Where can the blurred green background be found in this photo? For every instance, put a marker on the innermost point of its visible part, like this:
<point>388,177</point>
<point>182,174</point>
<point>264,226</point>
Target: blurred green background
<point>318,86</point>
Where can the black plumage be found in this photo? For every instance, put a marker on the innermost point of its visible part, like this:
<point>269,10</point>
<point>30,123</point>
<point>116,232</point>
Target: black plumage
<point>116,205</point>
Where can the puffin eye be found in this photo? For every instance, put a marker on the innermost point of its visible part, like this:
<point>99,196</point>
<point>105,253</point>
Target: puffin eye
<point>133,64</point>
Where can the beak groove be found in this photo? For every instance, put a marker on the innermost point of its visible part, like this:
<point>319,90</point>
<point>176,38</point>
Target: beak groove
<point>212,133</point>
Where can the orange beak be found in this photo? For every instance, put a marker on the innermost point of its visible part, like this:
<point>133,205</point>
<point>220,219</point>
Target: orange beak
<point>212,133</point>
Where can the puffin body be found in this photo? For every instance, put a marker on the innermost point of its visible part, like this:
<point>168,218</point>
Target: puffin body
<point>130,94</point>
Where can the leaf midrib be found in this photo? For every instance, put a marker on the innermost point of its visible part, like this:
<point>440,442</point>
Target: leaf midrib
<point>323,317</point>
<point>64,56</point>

Exercise ▸ Output every entry exactly as it appears.

Solution for this task ▸
Where can the blurred green background be found in this photo? For every instance, put a marker on the innermost point of its visible part, like this:
<point>388,177</point>
<point>182,174</point>
<point>264,226</point>
Target: blurred green background
<point>318,86</point>
Where can the black plumage be found in this photo? For every instance, put a marker on the innermost point of its visible part, like this:
<point>269,10</point>
<point>30,123</point>
<point>116,232</point>
Target: black plumage
<point>116,205</point>
Where can the puffin eye be found in this photo? For every instance, put a marker on the innermost point of its visible part, like this:
<point>99,196</point>
<point>105,253</point>
Target: puffin eye
<point>133,64</point>
Where can the beak groove be found in this photo? For every instance, put a marker on the innermost point of its visible part, like this:
<point>319,90</point>
<point>176,38</point>
Target: beak groove
<point>212,133</point>
Where can the orange beak be found in this photo? For every instance, put a marker on the innermost point of its visible part, like this:
<point>133,205</point>
<point>220,219</point>
Target: orange beak
<point>212,133</point>
Where can the puffin body be found in this photo? For every instance, put a marker on the innermost point of its visible part, like this:
<point>168,218</point>
Target: puffin body
<point>130,94</point>
Where can the leaf midrib be found in this photo? For every instance, put a marker on the innermost point of its visible part, like this:
<point>440,442</point>
Target: leaf midrib
<point>323,317</point>
<point>64,56</point>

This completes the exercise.